Lieber Kay, liebes Cee Ieh, liebes Conne Island!
Im März Cee Ieh habt ihr ein Flugi gegen War Zone abgedruckt und Euch darüber etwas
mokiert. Ich hatte zufällig die Gelegenheit in Berlin über diese Geschichte vom SO
36 diskutieren zu können, und möchte mal knapp meine Gedanken darüber darlegen.
Also...
Ich glaube solche Streitschriften sind für Läden, die sich einen "anderen" Anspruch
geben, und das ist doch bei euch der Fall, unerläßlich. Sicher ist die Herangehensweise
und die Argumentationslinie im Flugi an den Haaren herbeigezogen, aber das Grundanliegen,
hättet ihr als "Kulturfachleute" erkennen sollen. Ich kann mittlerweile nach längerer
Überlegung die Ansicht nur teilen, daß Prollbands mit platten Texten in Läden
wie dem SO 36 oder dem C.I. eigentlich verzichtbar sind. Solcherart Flugschriften sollten eigentlich
nicht unbedingt an das Publikum gerichtet sein, sondern vielmehr an die Adresse der Veranstalter
gehen. Die Situation ist doch so, daß Punk oder HC eine ganze Menge progressiver
Sachen hervorgebracht hat, und daß es trotz aller Todesanzeigen immer noch Leute gibt,
die sich dieser Dinge verpflichtet fühlen und dafür was tun. Natürlich ist man
nicht sein Leben lang Punk, aber gerade für viele Kids ist das noch die erste Art, sich von
der ganzen verlogenen Gesellschaft abzugrenzen, auszubrechen o.ä. Für mich war Punk
z.B. eine Sache, über die ich erst mal klar bekommen habe, daß hier einiges stinkt
und aus welcher Richtung das kommt. Auch wenn die Parolen platt waren, hatten sie doch oft die
richtige Richtung. Das entstehen von meinem politischen Denken, Antifaschismus oder linken Utopien
habe ich ursächlich Punk zu verdanken. Aber nicht den Sex Pistols, Exploited oder den
Toten Hosen, sondern den Leuten, die über Punk andere Lebnsweisen, Ansichten und Projekte
entwickelt haben. Nicht selten haben wir das bestehen von "gegenkulturellen" Ansätzen oder
ganz einfach Konzertorten genau denen zu verdanken, die Punk anders verstanden haben, als "Egotrip
auf Kosten anderer". Diese bekommen nun von ihren eigenen Leuten regelrecht eine in den
Hintern getreten, wenn da Bands wie Warzone oder von mir aus Exploited so ohne einleuchtende Erklärungen
auftreten dürfen und dann sogar noch Sprüche eines Mitarbeiters des C.I.

========

Aufgabenstellung:
a) An wen sollten sich solche Flugschriften laut dem Leserbrief eher richten?
b) Entnehmen Sie dem Leserbrief wortgetreu alles von „Im März Cee“ bis hinunter zu „Gedanken darüber darlegen.“.

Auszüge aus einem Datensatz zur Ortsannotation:
========

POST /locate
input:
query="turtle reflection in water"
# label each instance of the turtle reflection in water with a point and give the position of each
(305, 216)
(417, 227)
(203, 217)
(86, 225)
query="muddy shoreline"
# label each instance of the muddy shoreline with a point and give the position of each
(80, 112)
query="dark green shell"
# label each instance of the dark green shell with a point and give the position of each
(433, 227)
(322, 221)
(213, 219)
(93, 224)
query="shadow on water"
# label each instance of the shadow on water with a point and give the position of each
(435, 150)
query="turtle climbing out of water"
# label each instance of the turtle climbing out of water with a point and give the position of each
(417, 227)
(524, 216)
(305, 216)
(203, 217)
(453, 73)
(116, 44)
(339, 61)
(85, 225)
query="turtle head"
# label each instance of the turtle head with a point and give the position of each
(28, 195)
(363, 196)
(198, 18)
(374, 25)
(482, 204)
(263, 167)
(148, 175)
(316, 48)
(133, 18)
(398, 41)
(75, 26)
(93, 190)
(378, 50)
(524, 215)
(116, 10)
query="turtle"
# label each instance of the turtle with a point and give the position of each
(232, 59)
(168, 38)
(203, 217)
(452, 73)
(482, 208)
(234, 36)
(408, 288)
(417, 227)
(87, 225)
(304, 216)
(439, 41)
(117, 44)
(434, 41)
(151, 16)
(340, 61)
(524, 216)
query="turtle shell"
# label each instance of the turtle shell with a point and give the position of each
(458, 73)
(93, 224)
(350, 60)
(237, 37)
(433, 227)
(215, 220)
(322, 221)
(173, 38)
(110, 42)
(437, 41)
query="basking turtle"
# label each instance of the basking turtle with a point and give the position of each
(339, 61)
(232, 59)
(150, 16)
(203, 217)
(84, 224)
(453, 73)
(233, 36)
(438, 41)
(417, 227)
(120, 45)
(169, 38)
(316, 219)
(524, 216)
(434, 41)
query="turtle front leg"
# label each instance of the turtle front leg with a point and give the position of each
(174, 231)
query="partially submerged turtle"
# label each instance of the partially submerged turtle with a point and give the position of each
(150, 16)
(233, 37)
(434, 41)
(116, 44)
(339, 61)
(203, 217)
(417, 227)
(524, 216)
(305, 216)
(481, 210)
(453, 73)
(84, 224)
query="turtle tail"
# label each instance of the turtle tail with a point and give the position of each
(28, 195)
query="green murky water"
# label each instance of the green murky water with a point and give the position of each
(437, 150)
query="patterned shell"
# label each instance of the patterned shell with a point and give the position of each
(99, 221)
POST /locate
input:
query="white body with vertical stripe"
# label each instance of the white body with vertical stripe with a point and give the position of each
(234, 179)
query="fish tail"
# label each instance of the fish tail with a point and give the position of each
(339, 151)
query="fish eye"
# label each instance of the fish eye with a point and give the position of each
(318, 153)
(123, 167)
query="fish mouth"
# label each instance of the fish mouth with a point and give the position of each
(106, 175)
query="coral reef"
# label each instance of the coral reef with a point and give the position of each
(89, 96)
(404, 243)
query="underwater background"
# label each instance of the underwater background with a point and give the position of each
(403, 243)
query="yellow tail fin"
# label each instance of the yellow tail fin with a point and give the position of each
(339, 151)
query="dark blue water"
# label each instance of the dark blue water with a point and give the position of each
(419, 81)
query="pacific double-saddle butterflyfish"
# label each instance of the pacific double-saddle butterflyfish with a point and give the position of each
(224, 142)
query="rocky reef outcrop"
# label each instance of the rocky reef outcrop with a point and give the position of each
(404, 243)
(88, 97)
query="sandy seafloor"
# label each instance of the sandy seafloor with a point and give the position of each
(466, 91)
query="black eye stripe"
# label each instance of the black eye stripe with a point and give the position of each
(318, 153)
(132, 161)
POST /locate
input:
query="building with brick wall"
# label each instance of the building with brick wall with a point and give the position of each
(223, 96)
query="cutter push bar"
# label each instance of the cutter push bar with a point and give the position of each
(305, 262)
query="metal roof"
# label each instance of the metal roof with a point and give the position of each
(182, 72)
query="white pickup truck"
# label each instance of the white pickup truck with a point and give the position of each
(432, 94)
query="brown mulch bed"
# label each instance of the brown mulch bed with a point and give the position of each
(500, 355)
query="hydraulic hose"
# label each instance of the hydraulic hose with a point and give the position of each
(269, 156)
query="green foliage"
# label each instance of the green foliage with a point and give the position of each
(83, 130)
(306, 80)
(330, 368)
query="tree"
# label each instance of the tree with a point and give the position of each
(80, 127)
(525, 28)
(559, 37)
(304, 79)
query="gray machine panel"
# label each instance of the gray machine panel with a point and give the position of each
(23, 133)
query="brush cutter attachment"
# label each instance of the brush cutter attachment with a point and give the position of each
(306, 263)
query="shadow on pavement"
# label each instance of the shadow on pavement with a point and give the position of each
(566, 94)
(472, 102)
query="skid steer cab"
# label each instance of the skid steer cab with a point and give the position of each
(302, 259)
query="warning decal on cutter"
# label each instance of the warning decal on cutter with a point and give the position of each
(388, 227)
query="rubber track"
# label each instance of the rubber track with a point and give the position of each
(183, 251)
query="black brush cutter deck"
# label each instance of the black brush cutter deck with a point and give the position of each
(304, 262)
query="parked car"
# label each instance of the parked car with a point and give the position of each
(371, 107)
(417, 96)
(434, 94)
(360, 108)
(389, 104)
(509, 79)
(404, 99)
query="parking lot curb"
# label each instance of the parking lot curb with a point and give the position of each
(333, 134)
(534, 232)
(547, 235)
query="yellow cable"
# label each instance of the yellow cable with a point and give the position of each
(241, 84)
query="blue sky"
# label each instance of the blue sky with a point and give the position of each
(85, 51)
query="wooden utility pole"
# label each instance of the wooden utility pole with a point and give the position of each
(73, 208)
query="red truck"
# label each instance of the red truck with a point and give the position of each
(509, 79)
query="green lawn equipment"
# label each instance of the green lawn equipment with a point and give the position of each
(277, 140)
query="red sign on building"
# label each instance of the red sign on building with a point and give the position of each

========

Antworten je Aufgabe:
a) An die Veranstalter statt an das Publikum.

b)
Im März Cee Ieh habt ihr ein Flugi gegen War Zone abgedruckt und Euch darüber etwas
mokiert. Ich hatte zufällig die Gelegenheit in Berlin über diese Geschichte vom SO
36 diskutieren zu können, und möchte mal knapp meine Gedanken darüber darlegen.